> Task brief: How many lines in the rows below contain the string "rough"? Reply with the number alone.

***** Information shown *****

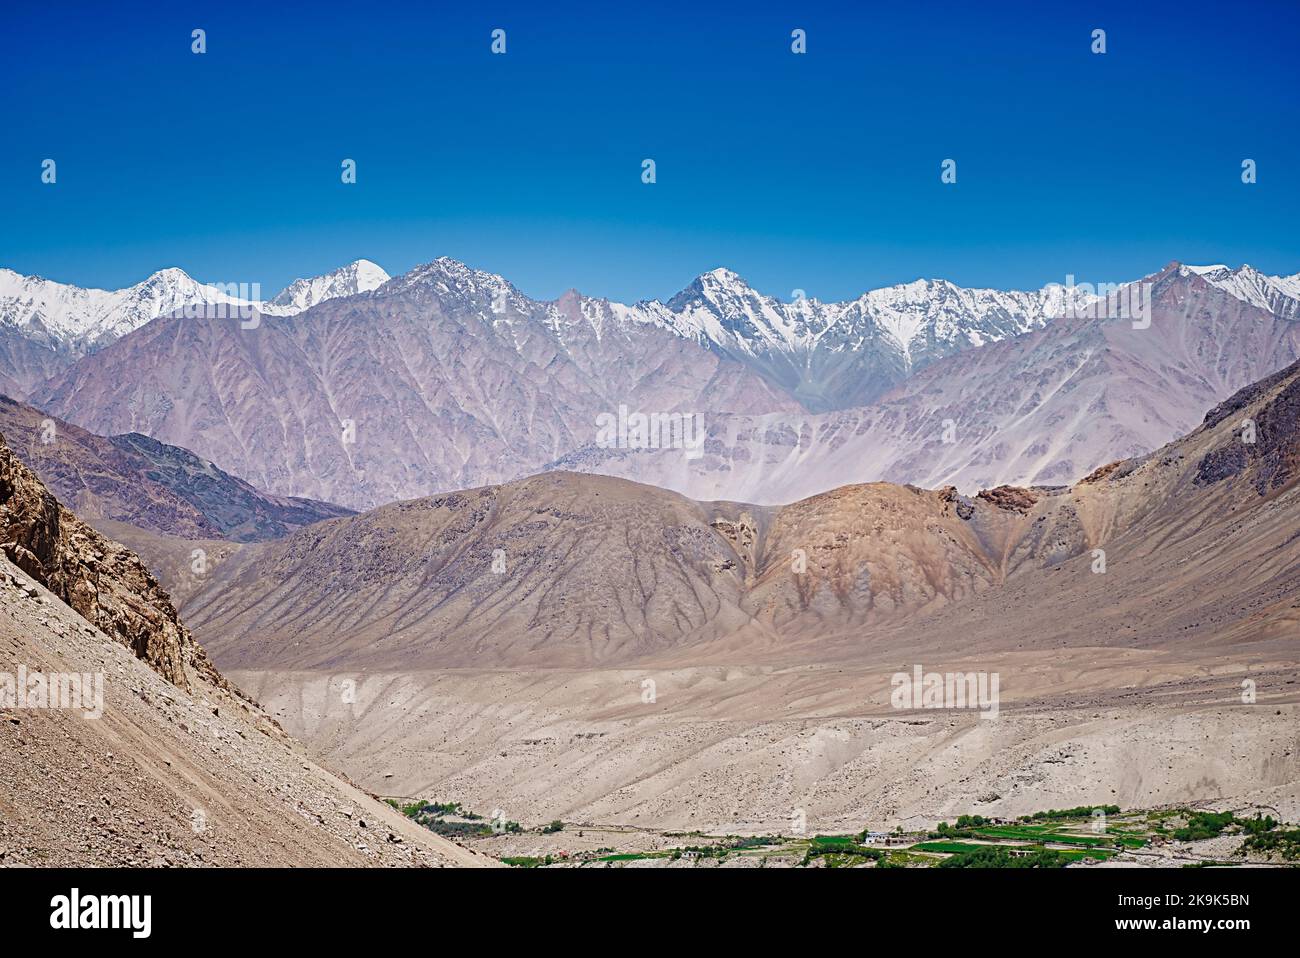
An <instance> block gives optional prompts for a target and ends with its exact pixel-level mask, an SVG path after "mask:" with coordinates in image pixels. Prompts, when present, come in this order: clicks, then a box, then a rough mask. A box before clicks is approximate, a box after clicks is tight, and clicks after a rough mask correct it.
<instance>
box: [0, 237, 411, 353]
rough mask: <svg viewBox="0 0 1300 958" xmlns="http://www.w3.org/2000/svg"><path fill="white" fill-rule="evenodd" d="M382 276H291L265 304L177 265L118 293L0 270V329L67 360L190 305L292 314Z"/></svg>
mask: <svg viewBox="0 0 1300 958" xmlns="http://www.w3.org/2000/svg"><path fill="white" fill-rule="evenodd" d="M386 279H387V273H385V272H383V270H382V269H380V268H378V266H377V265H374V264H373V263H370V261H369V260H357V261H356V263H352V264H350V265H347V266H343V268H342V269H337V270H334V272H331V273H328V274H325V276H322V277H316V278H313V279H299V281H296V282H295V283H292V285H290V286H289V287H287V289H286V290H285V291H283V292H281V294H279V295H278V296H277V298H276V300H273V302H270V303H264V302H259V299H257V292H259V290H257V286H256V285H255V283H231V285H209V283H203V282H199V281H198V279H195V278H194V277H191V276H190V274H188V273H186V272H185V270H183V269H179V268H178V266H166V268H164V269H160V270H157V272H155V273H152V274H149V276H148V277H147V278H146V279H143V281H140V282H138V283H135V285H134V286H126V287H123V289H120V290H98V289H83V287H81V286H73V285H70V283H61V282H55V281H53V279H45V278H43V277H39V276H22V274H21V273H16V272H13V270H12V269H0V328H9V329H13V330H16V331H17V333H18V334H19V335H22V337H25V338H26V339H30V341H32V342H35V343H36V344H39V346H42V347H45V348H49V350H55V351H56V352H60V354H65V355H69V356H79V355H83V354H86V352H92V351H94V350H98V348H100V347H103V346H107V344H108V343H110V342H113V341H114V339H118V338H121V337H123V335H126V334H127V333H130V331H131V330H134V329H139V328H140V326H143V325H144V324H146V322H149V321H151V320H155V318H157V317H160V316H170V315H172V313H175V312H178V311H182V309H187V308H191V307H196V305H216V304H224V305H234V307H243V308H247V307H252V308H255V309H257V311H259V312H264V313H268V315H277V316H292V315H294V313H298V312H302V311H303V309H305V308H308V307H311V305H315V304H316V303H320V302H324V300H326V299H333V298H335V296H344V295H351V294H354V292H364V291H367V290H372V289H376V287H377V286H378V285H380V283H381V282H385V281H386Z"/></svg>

*****
***** Information shown *****

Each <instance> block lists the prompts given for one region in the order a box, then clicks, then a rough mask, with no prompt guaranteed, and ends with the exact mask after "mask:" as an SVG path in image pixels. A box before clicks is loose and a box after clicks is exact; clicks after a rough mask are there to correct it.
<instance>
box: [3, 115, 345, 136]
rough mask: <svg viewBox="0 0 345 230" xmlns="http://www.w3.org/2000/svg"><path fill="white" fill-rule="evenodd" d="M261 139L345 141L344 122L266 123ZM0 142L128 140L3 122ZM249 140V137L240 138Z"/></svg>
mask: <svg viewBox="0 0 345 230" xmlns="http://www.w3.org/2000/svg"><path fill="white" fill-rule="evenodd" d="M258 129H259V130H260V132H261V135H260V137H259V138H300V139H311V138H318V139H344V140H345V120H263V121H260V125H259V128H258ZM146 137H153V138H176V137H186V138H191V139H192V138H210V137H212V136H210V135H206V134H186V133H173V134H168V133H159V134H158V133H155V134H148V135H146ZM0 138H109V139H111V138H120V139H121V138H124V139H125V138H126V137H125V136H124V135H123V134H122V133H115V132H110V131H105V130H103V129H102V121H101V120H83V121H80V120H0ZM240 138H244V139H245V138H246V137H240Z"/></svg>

*****

> Problem solution: 4